Document excerpt:

What's going on here, you might ask:

  1. We imported built-in envelopes from the parser utility
  2. Used envelopes.EventBridgeModel as the envelope for our UserModel model
  3. Parser parsed the original event against the EventBridge model
  4. Parser then parsed the detail key using UserModel

built-in envelopes

Parser comes with the following built-in envelopes, where Model in the return section is your given model.

Envelope name Behaviour Return
DynamoDBStreamEnvelope 1. Parses data using DynamoDBStreamModel.
2. Parses records in NewImage and OldImage keys using your model.
3. Returns a list with a dictionary containing NewImage and OldImage keys
List[Dict[str, Optional[Model]]]
EventBridgeEnvelope 1. Parses data using EventBridgeModel.
2. Parses detail key using your model and returns it.
Model
SqsEnvelope 1. Parses data using SqsModel.
2. Parses records in body key using your model and return them in a list.
List[Model]
CloudWatchLogsEnvelope 1. Parses data using CloudwatchLogsModel which will base64 decode and decompress it.
2. Parses records in message key using your model and return them in a list.

Provided information:
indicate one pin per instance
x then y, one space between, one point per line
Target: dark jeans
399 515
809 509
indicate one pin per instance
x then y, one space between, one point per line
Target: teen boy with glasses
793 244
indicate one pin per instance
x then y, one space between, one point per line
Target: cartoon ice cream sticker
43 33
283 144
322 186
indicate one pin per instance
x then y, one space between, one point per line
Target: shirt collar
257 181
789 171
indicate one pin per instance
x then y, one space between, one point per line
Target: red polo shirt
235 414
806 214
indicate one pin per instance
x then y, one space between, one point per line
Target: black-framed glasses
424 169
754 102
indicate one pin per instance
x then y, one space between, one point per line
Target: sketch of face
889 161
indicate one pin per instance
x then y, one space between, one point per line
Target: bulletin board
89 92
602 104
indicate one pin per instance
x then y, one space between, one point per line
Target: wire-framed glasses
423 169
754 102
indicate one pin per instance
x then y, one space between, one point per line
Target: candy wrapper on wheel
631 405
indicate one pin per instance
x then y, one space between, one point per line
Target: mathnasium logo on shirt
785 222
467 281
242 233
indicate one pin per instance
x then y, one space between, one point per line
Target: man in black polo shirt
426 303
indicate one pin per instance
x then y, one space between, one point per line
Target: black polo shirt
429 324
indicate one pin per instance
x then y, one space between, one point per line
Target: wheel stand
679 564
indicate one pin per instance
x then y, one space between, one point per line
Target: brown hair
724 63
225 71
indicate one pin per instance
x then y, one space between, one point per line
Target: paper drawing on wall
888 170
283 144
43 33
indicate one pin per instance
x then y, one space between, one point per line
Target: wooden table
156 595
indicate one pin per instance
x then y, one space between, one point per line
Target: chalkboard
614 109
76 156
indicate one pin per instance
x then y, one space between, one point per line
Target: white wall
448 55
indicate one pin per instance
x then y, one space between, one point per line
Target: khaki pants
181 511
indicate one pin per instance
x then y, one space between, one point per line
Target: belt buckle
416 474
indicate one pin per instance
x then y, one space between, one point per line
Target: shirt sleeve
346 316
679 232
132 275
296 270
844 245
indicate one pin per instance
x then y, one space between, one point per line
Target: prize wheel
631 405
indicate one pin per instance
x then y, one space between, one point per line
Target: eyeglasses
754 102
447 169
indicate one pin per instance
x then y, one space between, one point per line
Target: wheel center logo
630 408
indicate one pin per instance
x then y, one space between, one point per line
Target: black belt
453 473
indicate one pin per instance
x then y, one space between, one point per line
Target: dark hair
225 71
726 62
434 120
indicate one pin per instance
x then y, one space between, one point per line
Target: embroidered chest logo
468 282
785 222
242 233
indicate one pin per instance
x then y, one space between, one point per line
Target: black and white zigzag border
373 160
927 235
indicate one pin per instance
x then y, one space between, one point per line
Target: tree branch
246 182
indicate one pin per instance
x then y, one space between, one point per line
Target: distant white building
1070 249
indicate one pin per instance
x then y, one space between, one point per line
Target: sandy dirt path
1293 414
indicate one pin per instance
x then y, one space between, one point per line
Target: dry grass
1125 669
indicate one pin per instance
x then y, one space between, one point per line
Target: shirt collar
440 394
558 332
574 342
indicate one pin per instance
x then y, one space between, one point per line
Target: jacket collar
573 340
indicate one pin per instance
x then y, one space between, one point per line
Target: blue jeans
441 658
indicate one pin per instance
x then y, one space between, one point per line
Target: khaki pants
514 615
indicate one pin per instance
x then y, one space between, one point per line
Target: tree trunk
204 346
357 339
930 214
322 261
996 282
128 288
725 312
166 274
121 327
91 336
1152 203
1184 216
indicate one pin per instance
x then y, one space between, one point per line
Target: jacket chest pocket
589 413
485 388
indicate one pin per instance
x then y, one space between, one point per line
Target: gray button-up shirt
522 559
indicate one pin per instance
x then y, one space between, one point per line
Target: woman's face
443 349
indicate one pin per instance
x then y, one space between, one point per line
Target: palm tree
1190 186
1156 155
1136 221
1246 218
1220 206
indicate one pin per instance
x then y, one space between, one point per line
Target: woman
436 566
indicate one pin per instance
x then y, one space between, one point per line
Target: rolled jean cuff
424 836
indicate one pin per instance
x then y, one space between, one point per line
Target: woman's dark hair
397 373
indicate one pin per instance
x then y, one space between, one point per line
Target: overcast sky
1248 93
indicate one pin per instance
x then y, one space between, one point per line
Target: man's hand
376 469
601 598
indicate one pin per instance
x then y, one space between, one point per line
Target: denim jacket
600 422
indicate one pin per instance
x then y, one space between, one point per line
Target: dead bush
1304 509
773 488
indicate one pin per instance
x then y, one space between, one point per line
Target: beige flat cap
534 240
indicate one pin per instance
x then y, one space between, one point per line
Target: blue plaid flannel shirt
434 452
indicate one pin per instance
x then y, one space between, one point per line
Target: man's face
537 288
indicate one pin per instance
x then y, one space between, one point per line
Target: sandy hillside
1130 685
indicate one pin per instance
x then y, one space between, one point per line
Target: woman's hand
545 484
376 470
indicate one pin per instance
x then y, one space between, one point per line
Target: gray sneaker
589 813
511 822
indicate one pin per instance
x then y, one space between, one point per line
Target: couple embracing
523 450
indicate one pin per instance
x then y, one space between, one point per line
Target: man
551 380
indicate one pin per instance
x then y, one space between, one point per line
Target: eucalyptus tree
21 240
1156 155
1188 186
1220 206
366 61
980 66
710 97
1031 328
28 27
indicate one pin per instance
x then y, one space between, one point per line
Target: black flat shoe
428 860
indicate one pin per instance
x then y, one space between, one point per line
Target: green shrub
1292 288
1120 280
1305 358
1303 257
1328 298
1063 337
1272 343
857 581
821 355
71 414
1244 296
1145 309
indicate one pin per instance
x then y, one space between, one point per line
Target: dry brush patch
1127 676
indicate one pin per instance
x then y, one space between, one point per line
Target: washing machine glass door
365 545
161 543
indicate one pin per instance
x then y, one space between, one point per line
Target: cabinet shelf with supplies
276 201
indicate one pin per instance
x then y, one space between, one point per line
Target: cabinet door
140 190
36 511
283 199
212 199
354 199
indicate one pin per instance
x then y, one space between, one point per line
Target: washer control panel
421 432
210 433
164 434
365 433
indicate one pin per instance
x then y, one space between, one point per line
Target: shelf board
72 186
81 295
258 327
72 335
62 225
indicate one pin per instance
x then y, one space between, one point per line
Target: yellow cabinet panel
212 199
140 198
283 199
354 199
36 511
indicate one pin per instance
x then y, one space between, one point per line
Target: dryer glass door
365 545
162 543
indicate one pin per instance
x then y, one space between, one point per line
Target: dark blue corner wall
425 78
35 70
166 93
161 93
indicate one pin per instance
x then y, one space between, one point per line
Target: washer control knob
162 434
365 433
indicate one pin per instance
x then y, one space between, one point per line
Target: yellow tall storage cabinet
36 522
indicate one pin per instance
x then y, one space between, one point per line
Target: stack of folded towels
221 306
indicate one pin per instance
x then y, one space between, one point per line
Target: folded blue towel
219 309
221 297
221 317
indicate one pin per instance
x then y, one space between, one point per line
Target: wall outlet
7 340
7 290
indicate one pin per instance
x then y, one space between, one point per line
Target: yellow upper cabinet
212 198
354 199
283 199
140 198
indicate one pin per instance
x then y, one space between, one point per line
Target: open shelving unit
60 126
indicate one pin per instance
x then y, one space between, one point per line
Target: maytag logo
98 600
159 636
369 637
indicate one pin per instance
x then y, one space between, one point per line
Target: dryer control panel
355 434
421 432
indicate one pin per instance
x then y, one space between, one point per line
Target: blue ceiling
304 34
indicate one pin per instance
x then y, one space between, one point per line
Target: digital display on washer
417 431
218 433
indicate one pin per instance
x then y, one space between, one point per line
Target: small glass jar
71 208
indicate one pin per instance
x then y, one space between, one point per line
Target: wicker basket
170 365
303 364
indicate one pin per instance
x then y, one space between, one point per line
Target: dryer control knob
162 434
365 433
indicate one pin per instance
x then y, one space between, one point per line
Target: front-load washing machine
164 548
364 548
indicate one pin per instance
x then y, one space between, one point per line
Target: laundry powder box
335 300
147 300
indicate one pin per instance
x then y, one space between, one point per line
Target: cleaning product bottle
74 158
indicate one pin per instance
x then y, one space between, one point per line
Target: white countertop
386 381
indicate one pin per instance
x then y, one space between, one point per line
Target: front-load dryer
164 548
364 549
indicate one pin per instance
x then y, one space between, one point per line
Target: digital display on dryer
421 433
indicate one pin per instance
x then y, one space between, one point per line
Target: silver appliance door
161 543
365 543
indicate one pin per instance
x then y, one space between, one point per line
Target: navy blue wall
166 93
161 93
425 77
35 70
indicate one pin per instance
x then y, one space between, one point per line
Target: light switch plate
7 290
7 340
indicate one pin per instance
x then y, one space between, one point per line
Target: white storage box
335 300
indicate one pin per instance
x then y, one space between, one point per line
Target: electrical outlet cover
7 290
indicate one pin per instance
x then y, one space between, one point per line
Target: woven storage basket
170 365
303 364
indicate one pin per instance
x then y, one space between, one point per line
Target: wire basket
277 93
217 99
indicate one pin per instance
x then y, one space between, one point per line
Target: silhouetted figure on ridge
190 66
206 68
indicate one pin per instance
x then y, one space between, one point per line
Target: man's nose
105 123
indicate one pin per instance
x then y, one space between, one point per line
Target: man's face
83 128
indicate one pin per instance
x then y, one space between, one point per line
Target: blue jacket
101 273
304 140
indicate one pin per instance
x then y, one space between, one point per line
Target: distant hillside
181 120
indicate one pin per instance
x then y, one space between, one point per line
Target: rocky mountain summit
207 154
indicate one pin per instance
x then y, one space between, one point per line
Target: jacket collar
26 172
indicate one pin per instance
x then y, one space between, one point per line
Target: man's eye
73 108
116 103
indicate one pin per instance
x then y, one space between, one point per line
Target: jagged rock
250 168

Exercise details:
Answer these questions from the parser envelopes excerpt:
1. In the numbered walkthrough, what was used as the envelope for the UserModel model?
2. Which key does SqsEnvelope parse with your model?
3. What does CloudwatchLogsModel do to the data besides parsing it?

Response to this task:
1. envelopes.EventBridgeModel
2. The body key
3. It base64 decodes and decompresses it.